> _Yönergeler_:
**a)** Türkiye demokrasisi üzerine yazıdaki "Mısırda Krallık" ile başlayan paragrafı temel bilgilerini koruyarak kısa bir madde listesine dönüştürün.
**b)** Türkiye demokrasisi üzerine yazıda adı geçen bütün kişileri sıralayın.

> _Belge metni_:
┌────────
13 Kasım 2022 Pazar

Türkiye'de düzeltilmesi gereken birkaç yanlış kabulün başında Türkiye demokrasisini kime ve neye borçlu olduğu konusudur.


İngilizler ve Fransız'ların I. Dünya savaşından sonra terk ettiği bizim çaptaki ülkelerin hepsinde bize benzer yönetimler işbaşına geldi.
Afganistan’da Hanlık, (6 Mayıs - 8 Ağustos 1919 tarihleri arasında cereyan eden Üçüncü İngiliz-Afgan Savaşı'nın başlamasına sebep olmuştur. Bu savaşta başarı elde edemeyen İngilizler, 8 Ağustos 1919’da imzalanan Ravalpindi Antlaşması ile Afganistan'ın bağımsızlığını tanımıştır
Mısırda Krallık ( Savaş'tan hemen sonra Saad Zaglul Paşa başkanlığındaki üç Mısırlı siyasetçi, İngiliz hükûmetine bağımsızlık konusunun görüşülmesini önerdiler. Britanya hükûmetinin öneriyi reddetmesi ve Saad Zaglul'un tutuklanması ülke çapında kitle gösterilerine yol açtı. Mısır'a gönderilen Lord Edmund Allenby, milliyetçilere ödün vererek bir uzlaşma politikası izledi. Saad Zaglul serbest bırakıldı. Britanya çıkarlarını koruyacak bir antlaşmayı sonraya bırakarak tek yanlı bağımsızlık ilan edilmesini (Şubat 1922) sağladı. Böylece Mısır sorunlarla dolu olarak bağımsızlığını kazanırken, Ahmed Fuad da I. Fuad adıyla kral unvanı aldı.)
└────────
> _Kayıt alıntıları_:
┌────────
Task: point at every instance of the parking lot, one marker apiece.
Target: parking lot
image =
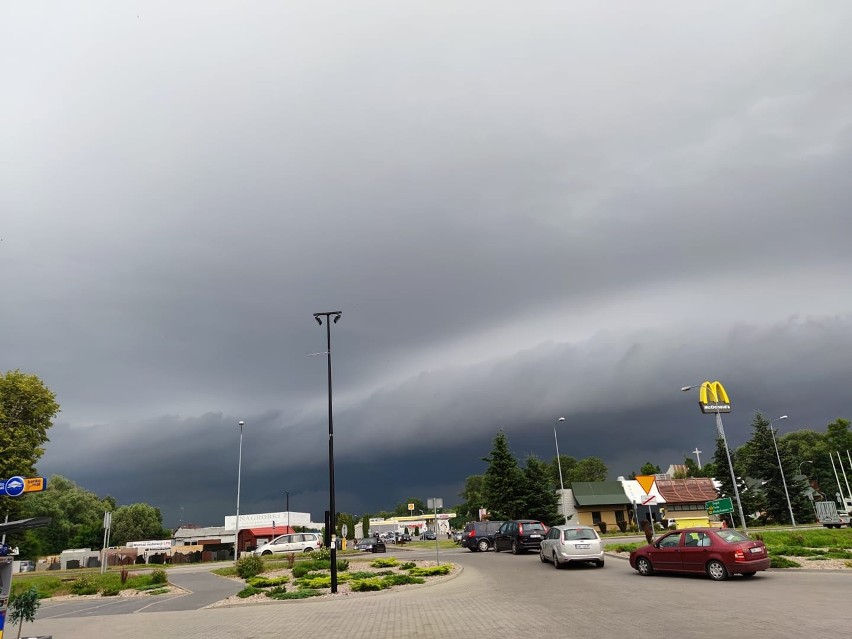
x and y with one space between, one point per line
498 595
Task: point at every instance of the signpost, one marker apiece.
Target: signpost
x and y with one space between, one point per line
719 506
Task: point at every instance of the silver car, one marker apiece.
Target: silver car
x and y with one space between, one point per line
564 544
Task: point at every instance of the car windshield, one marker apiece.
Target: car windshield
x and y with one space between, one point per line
579 533
731 536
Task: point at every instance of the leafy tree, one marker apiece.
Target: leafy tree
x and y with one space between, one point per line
77 518
539 499
502 489
137 522
649 469
27 409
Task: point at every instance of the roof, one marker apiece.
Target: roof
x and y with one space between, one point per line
690 490
599 493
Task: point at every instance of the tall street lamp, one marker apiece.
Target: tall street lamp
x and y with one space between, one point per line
332 517
239 474
559 464
781 468
721 430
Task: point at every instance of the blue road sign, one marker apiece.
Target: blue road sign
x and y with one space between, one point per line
13 487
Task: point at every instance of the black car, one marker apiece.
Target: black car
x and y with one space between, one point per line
371 544
479 535
520 535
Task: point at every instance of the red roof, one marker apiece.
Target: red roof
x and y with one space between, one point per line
691 490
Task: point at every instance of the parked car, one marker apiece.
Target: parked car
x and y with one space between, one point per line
298 542
479 535
520 535
564 544
371 544
719 552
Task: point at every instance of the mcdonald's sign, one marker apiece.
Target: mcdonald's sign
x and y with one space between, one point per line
713 398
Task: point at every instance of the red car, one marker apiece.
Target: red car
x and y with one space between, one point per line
720 552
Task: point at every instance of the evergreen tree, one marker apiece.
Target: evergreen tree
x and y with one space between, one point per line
760 461
540 500
503 485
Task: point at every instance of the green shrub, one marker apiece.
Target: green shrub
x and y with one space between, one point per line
314 583
430 571
777 561
249 566
296 594
390 562
159 576
84 585
266 582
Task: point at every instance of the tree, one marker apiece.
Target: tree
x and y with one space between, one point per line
27 409
760 461
540 500
137 522
76 518
503 484
23 607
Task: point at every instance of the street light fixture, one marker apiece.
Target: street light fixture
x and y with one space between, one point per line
559 464
239 475
781 468
332 517
721 430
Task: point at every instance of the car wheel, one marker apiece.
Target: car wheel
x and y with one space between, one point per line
644 567
716 570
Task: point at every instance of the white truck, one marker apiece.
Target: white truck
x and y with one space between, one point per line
829 516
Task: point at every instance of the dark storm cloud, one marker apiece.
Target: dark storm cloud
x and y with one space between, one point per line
521 214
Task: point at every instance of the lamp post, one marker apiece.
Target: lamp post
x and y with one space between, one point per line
781 468
332 516
721 430
559 464
239 474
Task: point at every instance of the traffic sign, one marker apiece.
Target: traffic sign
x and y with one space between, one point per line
719 506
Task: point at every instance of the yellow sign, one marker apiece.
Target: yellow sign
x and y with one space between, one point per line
713 398
34 484
646 481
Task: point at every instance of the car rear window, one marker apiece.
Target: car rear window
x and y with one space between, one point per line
580 533
732 536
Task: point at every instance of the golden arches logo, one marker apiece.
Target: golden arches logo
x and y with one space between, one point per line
713 398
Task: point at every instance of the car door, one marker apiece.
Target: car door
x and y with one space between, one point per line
665 553
695 551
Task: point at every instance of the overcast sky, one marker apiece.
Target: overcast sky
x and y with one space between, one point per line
524 211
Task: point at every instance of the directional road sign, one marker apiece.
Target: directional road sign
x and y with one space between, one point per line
719 506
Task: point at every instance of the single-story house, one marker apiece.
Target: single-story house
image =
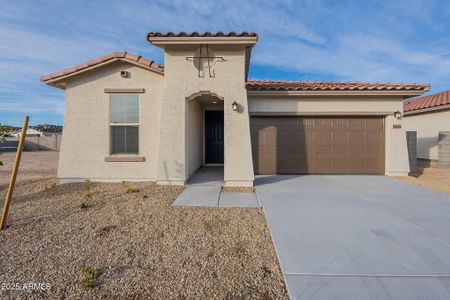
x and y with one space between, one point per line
427 115
129 118
29 133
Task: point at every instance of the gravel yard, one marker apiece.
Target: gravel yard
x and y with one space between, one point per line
432 178
137 244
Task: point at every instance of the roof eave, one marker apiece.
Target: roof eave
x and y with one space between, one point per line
163 41
404 93
427 110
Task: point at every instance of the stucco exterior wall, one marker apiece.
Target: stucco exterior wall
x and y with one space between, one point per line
86 137
428 126
396 155
181 82
195 136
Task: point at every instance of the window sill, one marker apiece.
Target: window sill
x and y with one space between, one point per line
124 158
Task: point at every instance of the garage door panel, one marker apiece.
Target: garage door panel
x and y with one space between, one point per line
334 145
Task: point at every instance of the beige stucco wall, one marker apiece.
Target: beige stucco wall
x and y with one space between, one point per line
195 136
86 137
396 155
428 126
181 82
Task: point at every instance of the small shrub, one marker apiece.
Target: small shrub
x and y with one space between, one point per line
50 187
87 184
90 276
132 190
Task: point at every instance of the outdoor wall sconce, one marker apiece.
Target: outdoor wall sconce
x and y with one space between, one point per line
398 114
235 106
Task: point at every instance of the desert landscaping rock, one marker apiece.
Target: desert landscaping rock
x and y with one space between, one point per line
144 247
432 178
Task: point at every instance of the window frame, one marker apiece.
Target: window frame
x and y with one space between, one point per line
131 124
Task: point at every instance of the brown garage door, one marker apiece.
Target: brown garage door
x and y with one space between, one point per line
318 145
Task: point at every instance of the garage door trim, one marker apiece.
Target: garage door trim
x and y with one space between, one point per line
312 165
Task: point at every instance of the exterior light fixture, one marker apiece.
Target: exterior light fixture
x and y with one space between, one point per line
235 106
398 114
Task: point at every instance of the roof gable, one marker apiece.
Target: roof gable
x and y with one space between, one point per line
105 59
└────────
> _Görev çıktıları_:
**a)**
- Savaştan hemen sonra Saad Zaglul Paşa başkanlığındaki üç Mısırlı siyasetçi, İngiliz hükûmetine bağımsızlığın görüşülmesini önerdi.
- Britanya'nın öneriyi reddetmesi ve Saad Zaglul'un tutuklanması ülke çapında kitle gösterilerine yol açtı.
- Mısır'a gönderilen Lord Edmund Allenby milliyetçilere ödün vererek uzlaşma politikası izledi ve Saad Zaglul serbest bırakıldı.
- Britanya çıkarlarını koruyacak antlaşma sonraya bırakıldı ve Şubat 1922'de tek yanlı bağımsızlık ilan edildi.
- Mısır bağımsızlığını sorunlarla dolu biçimde kazandı, Ahmed Fuad da I. Fuad adıyla kral unvanı aldı.

**b)**
- Saad Zaglul Paşa
- Lord Edmund Allenby
- Ahmed Fuad (I. Fuad)